DOCUMENT EXTRACT
- The original Shade version by Steve Ditko

Publication information
- Publisher: DC Comics
- First appearance: Shade the Changing Man #1 (June 1977)
- Created by: Steve Ditko

In-story information
- Alter ego: Rac Shade
- Team affiliations: Suicide Squad Justice League Dark Justice League Multiverse Justice League
- Notable aliases: Mad Mod Poet God
- Abilities: The M-Vest creates a strong forcefield that repels weaponry, allows a degree of flight and distorts Shade's appearance dependent on the viewer's mental state or his own.

= Shade, the Changing Man =

Fictional comic book character created by Steve Ditko for DC Comics in 1977

Shade, the Changing Man is a character created by Steve Ditko for American comic books published by DC Comics in 1977. The character was later adapted by Peter Milligan and Chris Bachalo in one of the first Vertigo titles.

Both versions of Shade are distinct from the Shade, an unrelated DC Comics character.

==Publishing history==
Shade, the Changing Man told the story of a fugitive from the militant planet Meta in another dimension. Shade (whose full name is Rac Shade) was powered by a stolen "M-vest" (or Miraco-Vest, named for its inventor) which protected him with a force field and enabled him to project the illusion of becoming a large grotesque version of himself.

The character was the first Ditko had created, or helped to create, for a mainstream publisher for many years. Prior to rejoining DC Comics, Ditko had worked on characters such as his Mr. A. title. Shade was a return to mainstream superheroics, although Shade indicated no connection with the DC Universe. Michael Fleisher scripted the series based on Ditko's plotting and art.

His series ran for eight bi-monthly issues in 1978 before its sudden cancellation in the wake of the "DC Implosion", a contraction of DC's line that saw a third of their books axed right before the September releases. A ninth extra-length issue, featuring the debut of a new Ditko character called the Odd Man, was produced, but was published only as a part of DC's Cancelled Comic Cavalcade in 1978. A revised version of the Odd Man story appeared in Detective Comics #487 (Dec. 1979-Jan. 1980). Both stories were published in The Steve Ditko Omnibus Vol. 1 (2011), a hardcover collection of Ditko's DC work.

DATASET ENTRIES
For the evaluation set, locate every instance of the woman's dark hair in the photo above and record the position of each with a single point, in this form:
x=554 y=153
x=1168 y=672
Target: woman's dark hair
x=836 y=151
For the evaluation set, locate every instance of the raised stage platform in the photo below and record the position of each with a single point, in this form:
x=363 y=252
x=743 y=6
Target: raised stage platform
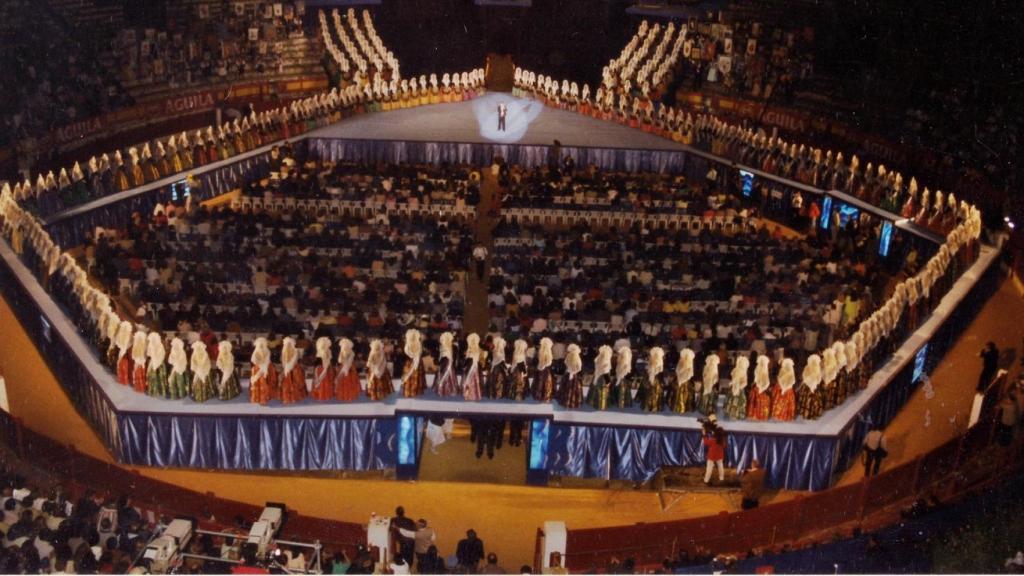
x=528 y=123
x=373 y=436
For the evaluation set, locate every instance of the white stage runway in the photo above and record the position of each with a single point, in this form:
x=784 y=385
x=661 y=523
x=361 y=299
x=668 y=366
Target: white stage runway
x=528 y=122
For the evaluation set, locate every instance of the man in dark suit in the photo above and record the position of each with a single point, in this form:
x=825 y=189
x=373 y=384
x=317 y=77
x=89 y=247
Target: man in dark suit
x=502 y=113
x=470 y=551
x=403 y=530
x=753 y=485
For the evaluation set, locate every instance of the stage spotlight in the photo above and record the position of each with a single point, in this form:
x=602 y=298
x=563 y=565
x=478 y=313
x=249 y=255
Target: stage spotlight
x=520 y=113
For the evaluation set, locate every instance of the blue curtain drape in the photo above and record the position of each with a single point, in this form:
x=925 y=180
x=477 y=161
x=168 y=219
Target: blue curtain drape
x=481 y=154
x=794 y=462
x=266 y=443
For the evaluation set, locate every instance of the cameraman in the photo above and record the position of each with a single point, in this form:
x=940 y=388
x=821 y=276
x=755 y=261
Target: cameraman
x=990 y=365
x=714 y=441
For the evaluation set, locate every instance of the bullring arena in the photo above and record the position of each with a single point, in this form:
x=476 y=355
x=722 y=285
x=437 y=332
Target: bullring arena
x=536 y=306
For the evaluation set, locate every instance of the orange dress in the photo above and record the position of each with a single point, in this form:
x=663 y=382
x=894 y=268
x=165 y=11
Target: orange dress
x=124 y=369
x=293 y=383
x=346 y=383
x=783 y=404
x=138 y=376
x=262 y=386
x=323 y=382
x=759 y=404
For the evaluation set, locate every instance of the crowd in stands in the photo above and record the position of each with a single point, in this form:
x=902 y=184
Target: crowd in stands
x=242 y=39
x=66 y=85
x=737 y=288
x=244 y=272
x=960 y=221
x=152 y=252
x=823 y=169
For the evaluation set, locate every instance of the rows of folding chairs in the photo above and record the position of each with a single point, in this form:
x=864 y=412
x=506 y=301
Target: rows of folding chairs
x=550 y=217
x=364 y=209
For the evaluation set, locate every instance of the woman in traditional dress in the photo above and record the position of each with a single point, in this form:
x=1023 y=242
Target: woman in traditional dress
x=498 y=374
x=379 y=384
x=471 y=388
x=177 y=380
x=544 y=379
x=414 y=377
x=124 y=343
x=138 y=361
x=113 y=327
x=570 y=388
x=681 y=399
x=735 y=405
x=346 y=383
x=852 y=366
x=293 y=376
x=759 y=399
x=228 y=386
x=810 y=405
x=599 y=394
x=828 y=372
x=446 y=381
x=156 y=372
x=324 y=372
x=709 y=387
x=518 y=386
x=202 y=380
x=625 y=386
x=651 y=394
x=783 y=398
x=842 y=379
x=101 y=337
x=263 y=376
x=912 y=306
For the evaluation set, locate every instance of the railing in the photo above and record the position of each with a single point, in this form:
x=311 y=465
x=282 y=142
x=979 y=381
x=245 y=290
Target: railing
x=79 y=471
x=943 y=469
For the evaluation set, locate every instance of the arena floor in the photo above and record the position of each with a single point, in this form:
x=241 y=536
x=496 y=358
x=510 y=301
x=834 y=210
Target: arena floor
x=506 y=516
x=475 y=121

AIM
Name every comic book writer or artist mentioned in the article on Shade, the Changing Man. The lines after the article come from a separate source.

RESULT
Steve Ditko, Peter Milligan, Chris Bachalo, Michael Fleisher